_Problems to work on_
a: Answer these questions from the excerpt on data and governance:
(i) Which two places did everybody used to travel to, according to the text?
(ii) What was used to demonstrate the tourism sector's multiplier impact on jobs and growth?
(iii) What does Garg head?
b: Please carry on the excerpt about data and governance, starting right after its last sentence.

_Excerpt_
[Start of section]

Talking about the Aspirational Districts Programme, he describes how real-time data was used to run districts and spur the competition.
“It was just a fear of data which made these districts improve,” he said.
Recalling the time when Kant was posted in Kerala, and he “fought with the communist government,” he said, back then, nobody had heard of Kerala as a tourism destination.
“Everybody used to travel to Rajasthan or Kashmir. I was made Secretary of Tourism,” he said. So, they used tourism satellite accounts to demonstrate the sector’s multiplier impact on jobs and growth. The evidence persuaded a sceptical government to support the industry.
“My belief has always been that if you use data effectively, you can convince politicians to drive growth, progress and prosperity,” he said.
For Garg, who heads the ministry responsible for national statistics, official data has not always been user-friendly.
“Statistics is supposed to be really boring,” he said, adding that Saran ensured the data is not boring.
He talked about efforts to make data sets machine-readable and more timely.

[End of section]

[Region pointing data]
[Start of section]

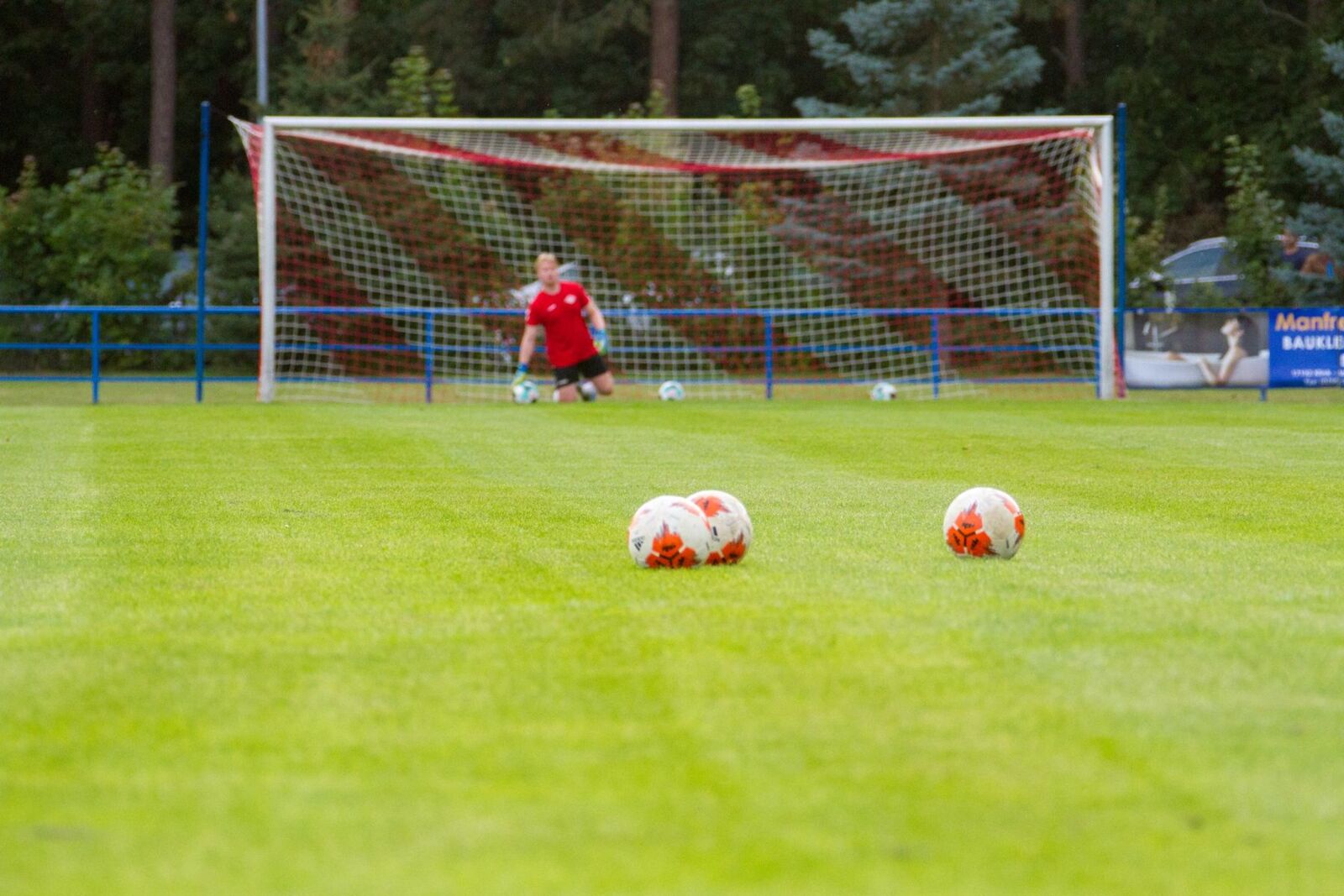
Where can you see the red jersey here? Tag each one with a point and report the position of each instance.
(568, 340)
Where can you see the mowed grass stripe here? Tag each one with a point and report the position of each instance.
(356, 649)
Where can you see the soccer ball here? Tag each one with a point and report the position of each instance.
(586, 391)
(984, 523)
(669, 532)
(730, 527)
(884, 392)
(524, 392)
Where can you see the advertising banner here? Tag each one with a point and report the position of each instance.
(1189, 348)
(1307, 347)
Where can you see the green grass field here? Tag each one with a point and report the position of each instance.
(306, 649)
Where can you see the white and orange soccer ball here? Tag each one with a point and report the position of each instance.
(669, 531)
(730, 527)
(984, 523)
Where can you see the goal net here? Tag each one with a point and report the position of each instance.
(741, 258)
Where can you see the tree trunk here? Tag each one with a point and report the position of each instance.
(663, 69)
(1074, 74)
(163, 85)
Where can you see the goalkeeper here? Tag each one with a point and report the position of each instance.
(575, 333)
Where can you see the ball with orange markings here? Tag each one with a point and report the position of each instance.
(730, 527)
(984, 523)
(669, 532)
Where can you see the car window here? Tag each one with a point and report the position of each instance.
(1203, 262)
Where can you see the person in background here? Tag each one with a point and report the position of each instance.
(575, 333)
(1319, 265)
(1294, 255)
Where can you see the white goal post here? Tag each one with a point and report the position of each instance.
(741, 257)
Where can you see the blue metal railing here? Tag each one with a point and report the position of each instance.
(768, 348)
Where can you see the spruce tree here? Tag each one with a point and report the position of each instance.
(924, 56)
(1324, 221)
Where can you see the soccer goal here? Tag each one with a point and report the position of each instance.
(738, 257)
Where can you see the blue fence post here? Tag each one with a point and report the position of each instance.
(936, 347)
(94, 351)
(1121, 212)
(429, 358)
(769, 355)
(202, 231)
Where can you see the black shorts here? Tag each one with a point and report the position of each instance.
(589, 367)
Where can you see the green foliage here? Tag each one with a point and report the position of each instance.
(749, 101)
(1254, 219)
(1324, 219)
(925, 56)
(1146, 239)
(324, 80)
(101, 238)
(418, 89)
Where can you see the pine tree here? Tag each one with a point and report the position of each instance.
(323, 80)
(418, 89)
(1326, 222)
(925, 56)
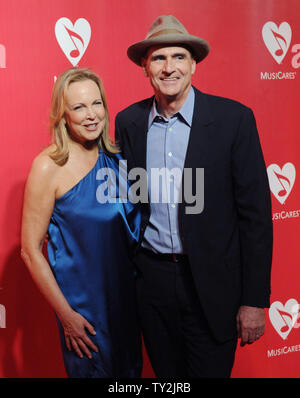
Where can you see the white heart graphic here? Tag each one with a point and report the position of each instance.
(284, 317)
(277, 39)
(281, 181)
(73, 39)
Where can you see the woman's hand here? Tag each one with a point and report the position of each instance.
(75, 335)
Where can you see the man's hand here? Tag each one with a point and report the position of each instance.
(250, 324)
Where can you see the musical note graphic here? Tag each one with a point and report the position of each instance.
(277, 36)
(286, 327)
(74, 53)
(280, 177)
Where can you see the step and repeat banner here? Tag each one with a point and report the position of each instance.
(254, 58)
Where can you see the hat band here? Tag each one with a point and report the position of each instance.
(164, 32)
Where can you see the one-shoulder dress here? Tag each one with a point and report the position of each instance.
(90, 239)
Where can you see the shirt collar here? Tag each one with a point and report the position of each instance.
(186, 111)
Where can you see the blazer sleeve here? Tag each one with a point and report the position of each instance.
(253, 201)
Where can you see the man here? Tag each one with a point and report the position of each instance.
(203, 272)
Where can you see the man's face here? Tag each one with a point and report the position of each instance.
(170, 71)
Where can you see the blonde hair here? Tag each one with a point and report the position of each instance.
(58, 128)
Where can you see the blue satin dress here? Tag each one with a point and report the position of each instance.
(89, 248)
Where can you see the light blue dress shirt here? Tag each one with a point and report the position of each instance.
(167, 142)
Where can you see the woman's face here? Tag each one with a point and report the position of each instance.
(84, 113)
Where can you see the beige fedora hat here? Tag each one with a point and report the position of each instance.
(166, 29)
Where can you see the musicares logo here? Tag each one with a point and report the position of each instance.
(281, 181)
(284, 317)
(73, 39)
(2, 56)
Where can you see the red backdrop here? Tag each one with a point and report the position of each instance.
(255, 59)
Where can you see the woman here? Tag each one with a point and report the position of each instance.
(88, 278)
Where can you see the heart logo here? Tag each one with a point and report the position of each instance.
(281, 181)
(277, 39)
(284, 317)
(73, 39)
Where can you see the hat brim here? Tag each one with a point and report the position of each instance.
(198, 46)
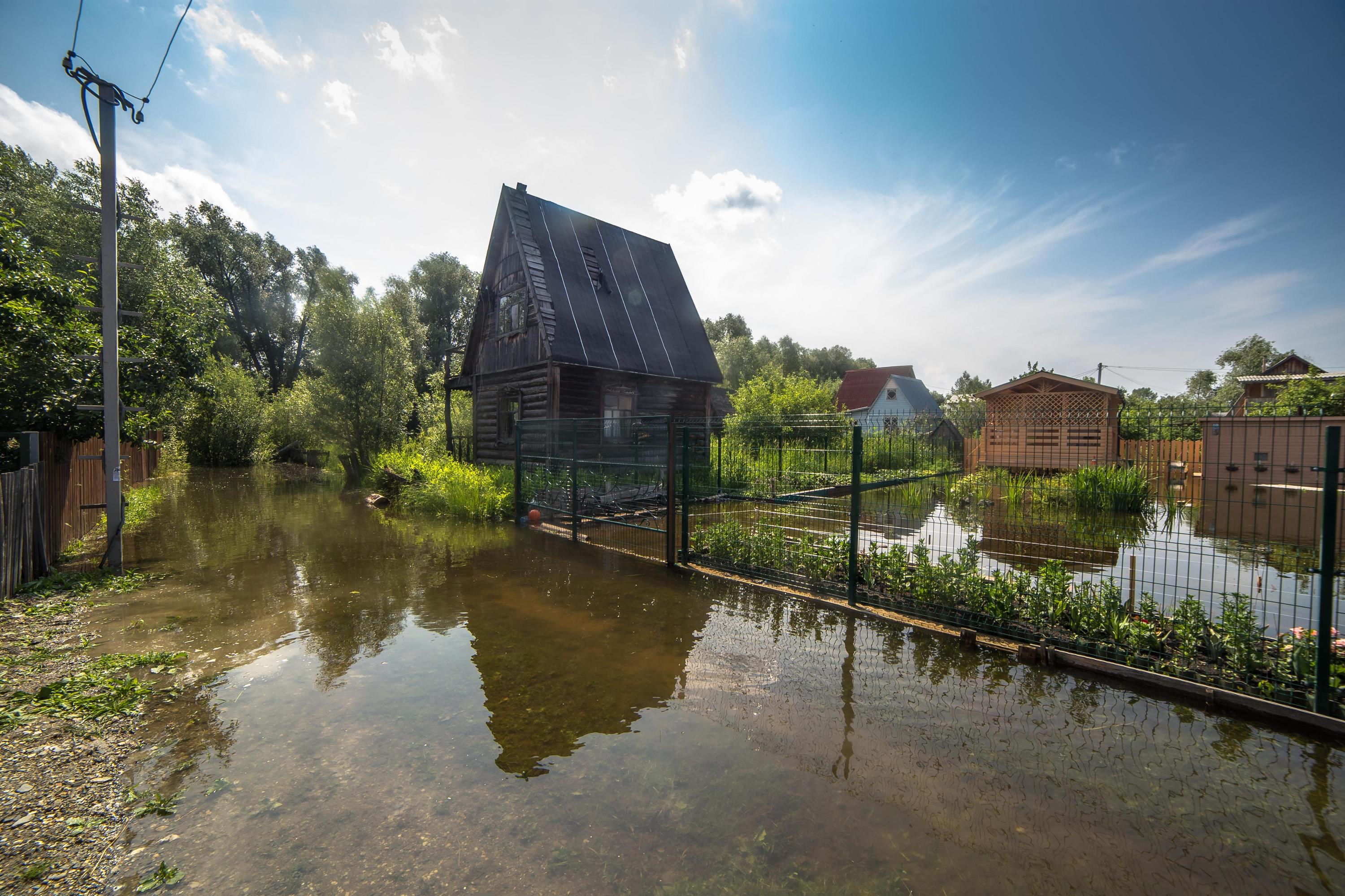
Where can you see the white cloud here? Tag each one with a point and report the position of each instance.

[End of section]

_Task responses_
a:
(i) Rajasthan or Kashmir.
(ii) Tourism satellite accounts.
(iii) The ministry responsible for national statistics.

b:
“The narrative is that the country is built on data,” he said. “The decision-making, whether in the government or the private sector, is so much more evidence-based rather than anecdotal-based.”
Garg said that in the census, there will be a built-in AI chatbot to help the enumerator when a question is asked, to figure out what the possible options are, etc. And that is helping to reduce the time taken for surveys, and therefore improves productivity.
“So over the next few years, we will see data in fact becoming like a fifth factor of production from land, labour, capital and knowledge, because data is also a raw material for AI. AI models need data; they need volumes of data, and it is necessary, therefore, to have credible data out there. And, AI will change productivity now,” he added.